[Exercise passage Boundary: Start]
Financial News
York University experts have got you covered for Paris Olympics
Toronto, July 29, 2024 (GLOBE NEWSWIRE) -- While the Olympics are a show of international friendship and athletic excellence, they are also about politics and diplomacy, tourism, social change and spectacle, and sometimes even espionage.
“The Olympics has the potential to be such a positive force for good in the world,” says York University Faculty of Health Associate Professor Hernán Humaña, a three-time Olympic coach who teaches a course on the history of the Olympic Games and will be in Paris July 26 onward cheering on his daughter, Melissa Humana-Paredes. “Every Olympics strives to meet its ideals, and every Olympics falls short — but I am an optimist, I believe each Olympics gets better and better.”
Humaña and other York experts are available to give comment to media on everything from nationalism in sport and why the economic pressures on athletes are getting even worse, to branding and tourism opportunities, the evolution of women’s basketball in Canada and how large sporting events intersect with sex tourism and displacement of low-income people, and more.
Hernán Humaña
Humaña, who helped Canada secure a bronze in the Atlanta ’96 games, teaches in the Department of Kinesiology and Health Science at York University. He was an early coach for his daughter, who along with her Canadian beach-volleyball partner and fellow York alumna Brandie Wilkerson, is currently ranked fourth in the world and is in Paris competing for a medal. Humaña played for the Chilean national volleyball team and came to Canada as a political refugee during the Pinochet years, a journey which he documented in his book Playing Under The Gun: An Athlete's Tale of Survival in 1970s Chile. He is available from Paris to comment on the history of the Olympics and how political and social events intersect and affect the modern games from their inception in the late 1800s to now. Humaña can also offer interviews in Spanish.
[Exercise passage Boundary: End]
[Supplied entries Boundary: Start]
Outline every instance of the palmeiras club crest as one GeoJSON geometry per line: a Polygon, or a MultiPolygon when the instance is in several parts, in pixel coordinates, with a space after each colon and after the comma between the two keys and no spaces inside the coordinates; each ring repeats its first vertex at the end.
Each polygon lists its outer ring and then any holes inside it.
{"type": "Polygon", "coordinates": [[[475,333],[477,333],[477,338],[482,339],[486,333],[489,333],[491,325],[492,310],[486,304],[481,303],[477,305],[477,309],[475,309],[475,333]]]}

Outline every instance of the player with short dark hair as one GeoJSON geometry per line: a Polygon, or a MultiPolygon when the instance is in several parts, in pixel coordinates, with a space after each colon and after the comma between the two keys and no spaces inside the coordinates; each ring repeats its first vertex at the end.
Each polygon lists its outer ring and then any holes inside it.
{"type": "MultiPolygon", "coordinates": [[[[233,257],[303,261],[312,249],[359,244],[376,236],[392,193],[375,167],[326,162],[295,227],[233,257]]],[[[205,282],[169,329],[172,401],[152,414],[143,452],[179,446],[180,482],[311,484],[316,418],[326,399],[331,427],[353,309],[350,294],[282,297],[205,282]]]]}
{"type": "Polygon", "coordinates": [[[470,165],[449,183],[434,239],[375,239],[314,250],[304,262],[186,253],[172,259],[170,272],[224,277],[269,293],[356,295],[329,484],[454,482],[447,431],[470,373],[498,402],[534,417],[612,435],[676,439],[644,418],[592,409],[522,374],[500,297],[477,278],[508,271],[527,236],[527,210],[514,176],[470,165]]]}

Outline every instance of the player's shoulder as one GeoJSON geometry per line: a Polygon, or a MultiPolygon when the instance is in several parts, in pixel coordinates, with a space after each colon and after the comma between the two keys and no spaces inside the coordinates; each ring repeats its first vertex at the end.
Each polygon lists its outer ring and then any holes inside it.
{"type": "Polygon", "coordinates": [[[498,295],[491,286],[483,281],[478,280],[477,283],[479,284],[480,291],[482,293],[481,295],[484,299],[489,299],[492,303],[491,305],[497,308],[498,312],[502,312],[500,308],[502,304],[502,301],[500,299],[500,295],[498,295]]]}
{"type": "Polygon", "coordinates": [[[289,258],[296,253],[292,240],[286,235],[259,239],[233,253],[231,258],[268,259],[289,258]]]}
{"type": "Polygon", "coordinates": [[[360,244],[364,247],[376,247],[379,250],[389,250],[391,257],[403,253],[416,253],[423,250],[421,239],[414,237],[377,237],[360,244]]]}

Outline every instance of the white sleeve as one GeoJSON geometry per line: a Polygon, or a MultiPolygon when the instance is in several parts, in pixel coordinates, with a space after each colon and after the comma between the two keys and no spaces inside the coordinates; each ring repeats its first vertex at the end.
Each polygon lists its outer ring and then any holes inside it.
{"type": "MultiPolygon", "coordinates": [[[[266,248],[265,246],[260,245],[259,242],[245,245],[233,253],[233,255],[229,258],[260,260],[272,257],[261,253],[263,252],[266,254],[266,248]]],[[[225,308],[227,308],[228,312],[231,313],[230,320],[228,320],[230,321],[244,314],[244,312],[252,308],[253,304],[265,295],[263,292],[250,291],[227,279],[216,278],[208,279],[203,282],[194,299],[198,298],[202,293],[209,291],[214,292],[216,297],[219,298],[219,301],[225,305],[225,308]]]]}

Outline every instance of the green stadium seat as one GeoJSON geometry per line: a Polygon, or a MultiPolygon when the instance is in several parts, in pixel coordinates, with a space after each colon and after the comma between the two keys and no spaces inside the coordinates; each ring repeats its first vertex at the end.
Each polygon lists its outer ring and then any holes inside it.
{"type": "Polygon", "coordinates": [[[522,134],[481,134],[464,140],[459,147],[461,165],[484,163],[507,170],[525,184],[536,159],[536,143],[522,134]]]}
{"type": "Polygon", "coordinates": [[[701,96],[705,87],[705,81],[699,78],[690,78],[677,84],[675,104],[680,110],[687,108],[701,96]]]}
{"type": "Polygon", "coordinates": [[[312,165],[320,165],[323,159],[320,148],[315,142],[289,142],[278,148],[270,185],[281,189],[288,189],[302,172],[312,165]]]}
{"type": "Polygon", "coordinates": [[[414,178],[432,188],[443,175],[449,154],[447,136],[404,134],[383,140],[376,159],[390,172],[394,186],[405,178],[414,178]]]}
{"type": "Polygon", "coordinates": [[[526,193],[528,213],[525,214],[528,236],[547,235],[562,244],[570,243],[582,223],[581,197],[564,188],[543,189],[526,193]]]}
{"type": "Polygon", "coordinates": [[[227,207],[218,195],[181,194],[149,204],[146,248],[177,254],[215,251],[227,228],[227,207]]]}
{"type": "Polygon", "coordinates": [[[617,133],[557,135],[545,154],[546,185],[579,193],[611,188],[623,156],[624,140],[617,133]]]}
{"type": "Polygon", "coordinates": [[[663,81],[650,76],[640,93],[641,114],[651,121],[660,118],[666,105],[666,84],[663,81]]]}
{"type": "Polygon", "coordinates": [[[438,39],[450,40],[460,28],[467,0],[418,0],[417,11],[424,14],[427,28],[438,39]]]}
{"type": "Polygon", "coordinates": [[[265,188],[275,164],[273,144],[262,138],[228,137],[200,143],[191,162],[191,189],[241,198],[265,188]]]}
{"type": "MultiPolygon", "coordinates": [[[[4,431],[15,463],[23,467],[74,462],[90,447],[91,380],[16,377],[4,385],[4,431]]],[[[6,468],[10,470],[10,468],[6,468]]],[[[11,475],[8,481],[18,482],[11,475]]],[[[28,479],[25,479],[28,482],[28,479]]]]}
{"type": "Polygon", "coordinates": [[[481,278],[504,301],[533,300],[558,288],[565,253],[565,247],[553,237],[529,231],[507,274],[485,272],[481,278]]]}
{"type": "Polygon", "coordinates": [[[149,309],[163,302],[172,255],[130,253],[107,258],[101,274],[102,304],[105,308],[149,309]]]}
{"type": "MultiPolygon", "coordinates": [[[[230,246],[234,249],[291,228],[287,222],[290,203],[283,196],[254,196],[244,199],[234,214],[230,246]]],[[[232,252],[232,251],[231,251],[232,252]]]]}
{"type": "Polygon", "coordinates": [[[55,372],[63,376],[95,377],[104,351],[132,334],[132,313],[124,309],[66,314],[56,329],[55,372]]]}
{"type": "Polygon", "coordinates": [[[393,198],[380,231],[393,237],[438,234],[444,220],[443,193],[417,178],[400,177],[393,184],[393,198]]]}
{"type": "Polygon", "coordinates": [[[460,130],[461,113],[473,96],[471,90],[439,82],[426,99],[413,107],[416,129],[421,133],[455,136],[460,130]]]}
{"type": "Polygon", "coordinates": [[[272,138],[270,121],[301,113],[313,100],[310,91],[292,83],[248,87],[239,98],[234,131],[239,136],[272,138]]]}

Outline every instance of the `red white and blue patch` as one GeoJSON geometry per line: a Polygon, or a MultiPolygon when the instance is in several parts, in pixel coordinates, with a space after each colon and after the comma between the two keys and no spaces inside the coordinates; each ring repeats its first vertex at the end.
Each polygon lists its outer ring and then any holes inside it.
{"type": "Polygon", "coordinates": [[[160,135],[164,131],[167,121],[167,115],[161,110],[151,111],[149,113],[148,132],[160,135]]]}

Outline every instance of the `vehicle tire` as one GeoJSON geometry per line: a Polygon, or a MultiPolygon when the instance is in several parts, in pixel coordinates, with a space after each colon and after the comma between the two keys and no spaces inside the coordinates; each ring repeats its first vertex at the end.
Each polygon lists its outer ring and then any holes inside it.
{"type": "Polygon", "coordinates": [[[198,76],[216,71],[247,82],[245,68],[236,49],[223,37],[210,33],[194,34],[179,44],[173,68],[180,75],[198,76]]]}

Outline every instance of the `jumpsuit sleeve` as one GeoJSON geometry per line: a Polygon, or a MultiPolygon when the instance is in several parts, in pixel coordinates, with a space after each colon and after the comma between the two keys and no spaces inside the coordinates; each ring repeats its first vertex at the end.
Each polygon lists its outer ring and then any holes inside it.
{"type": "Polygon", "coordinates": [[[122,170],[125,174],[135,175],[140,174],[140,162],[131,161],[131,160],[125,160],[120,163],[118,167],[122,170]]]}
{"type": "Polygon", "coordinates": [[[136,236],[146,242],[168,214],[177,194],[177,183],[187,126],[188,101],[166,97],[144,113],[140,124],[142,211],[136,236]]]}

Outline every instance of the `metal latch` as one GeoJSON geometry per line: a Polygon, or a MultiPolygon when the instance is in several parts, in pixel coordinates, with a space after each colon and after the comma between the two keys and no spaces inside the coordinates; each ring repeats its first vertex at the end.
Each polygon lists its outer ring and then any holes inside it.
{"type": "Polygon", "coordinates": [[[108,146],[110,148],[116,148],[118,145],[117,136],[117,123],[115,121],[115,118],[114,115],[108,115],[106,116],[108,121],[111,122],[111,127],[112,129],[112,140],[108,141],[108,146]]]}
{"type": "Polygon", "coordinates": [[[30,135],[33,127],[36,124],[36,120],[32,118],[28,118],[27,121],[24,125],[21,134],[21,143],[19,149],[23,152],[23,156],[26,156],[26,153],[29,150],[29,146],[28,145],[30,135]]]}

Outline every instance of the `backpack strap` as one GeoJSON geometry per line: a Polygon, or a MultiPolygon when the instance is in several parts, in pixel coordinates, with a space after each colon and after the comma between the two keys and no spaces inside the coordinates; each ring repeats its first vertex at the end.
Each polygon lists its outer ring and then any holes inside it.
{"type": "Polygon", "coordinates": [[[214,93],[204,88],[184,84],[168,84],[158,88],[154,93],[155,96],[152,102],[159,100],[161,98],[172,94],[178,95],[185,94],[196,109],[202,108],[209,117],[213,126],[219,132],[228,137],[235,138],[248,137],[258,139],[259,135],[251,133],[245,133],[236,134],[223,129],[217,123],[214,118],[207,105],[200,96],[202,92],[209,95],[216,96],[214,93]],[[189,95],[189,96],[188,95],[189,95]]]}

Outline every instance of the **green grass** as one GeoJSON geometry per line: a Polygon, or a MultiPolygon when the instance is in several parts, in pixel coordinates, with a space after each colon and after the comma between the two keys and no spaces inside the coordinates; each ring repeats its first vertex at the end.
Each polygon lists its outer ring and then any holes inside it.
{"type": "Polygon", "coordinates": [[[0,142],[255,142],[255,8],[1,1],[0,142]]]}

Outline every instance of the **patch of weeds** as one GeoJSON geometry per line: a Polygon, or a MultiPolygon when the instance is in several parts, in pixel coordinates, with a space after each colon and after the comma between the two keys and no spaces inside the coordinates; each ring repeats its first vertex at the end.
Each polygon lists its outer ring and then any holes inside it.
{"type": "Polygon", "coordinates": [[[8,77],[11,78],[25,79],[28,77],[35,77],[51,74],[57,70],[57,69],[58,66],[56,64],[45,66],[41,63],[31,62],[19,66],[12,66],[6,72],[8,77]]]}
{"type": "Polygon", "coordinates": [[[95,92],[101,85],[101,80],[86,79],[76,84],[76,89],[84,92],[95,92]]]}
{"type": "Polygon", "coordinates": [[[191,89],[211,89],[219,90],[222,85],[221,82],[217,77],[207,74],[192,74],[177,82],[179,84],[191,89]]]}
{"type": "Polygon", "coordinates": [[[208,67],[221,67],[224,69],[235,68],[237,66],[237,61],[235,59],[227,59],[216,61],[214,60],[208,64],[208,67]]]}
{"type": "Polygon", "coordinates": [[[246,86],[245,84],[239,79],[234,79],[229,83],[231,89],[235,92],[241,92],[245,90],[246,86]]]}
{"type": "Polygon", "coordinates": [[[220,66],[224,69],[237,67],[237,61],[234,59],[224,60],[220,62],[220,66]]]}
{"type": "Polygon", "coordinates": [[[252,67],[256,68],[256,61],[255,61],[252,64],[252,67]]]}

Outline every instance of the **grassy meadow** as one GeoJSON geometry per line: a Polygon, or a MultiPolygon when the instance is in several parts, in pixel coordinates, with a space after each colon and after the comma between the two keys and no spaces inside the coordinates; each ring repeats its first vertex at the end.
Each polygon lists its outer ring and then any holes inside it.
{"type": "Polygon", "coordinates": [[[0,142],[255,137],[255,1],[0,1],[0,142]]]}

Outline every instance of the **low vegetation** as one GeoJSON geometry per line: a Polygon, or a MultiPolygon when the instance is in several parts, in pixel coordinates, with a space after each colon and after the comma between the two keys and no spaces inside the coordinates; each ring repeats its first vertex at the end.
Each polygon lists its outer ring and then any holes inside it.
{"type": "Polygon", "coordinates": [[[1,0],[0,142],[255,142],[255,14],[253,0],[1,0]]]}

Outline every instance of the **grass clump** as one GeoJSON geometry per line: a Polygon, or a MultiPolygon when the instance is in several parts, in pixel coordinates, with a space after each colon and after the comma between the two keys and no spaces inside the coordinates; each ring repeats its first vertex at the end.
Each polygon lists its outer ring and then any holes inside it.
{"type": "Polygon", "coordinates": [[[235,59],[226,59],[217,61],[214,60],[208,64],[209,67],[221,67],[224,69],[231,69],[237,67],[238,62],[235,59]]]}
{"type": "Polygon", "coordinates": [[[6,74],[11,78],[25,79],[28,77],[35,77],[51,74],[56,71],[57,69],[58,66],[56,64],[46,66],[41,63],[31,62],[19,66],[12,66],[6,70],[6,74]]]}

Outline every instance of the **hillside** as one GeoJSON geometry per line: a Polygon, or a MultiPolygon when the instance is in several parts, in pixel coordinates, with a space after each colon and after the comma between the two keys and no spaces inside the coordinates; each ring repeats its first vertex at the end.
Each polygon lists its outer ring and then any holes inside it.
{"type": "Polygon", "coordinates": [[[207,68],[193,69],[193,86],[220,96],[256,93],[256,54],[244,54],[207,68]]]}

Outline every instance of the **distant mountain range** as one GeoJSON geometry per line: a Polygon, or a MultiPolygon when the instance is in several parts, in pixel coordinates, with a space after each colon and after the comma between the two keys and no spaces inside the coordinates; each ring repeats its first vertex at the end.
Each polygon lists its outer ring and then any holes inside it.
[Supplied entries Boundary: End]
In the York University news release, which national team did Hernán Humaña play for before coming to Canada?

Solution to this exercise: He played for the Chilean national volleyball team.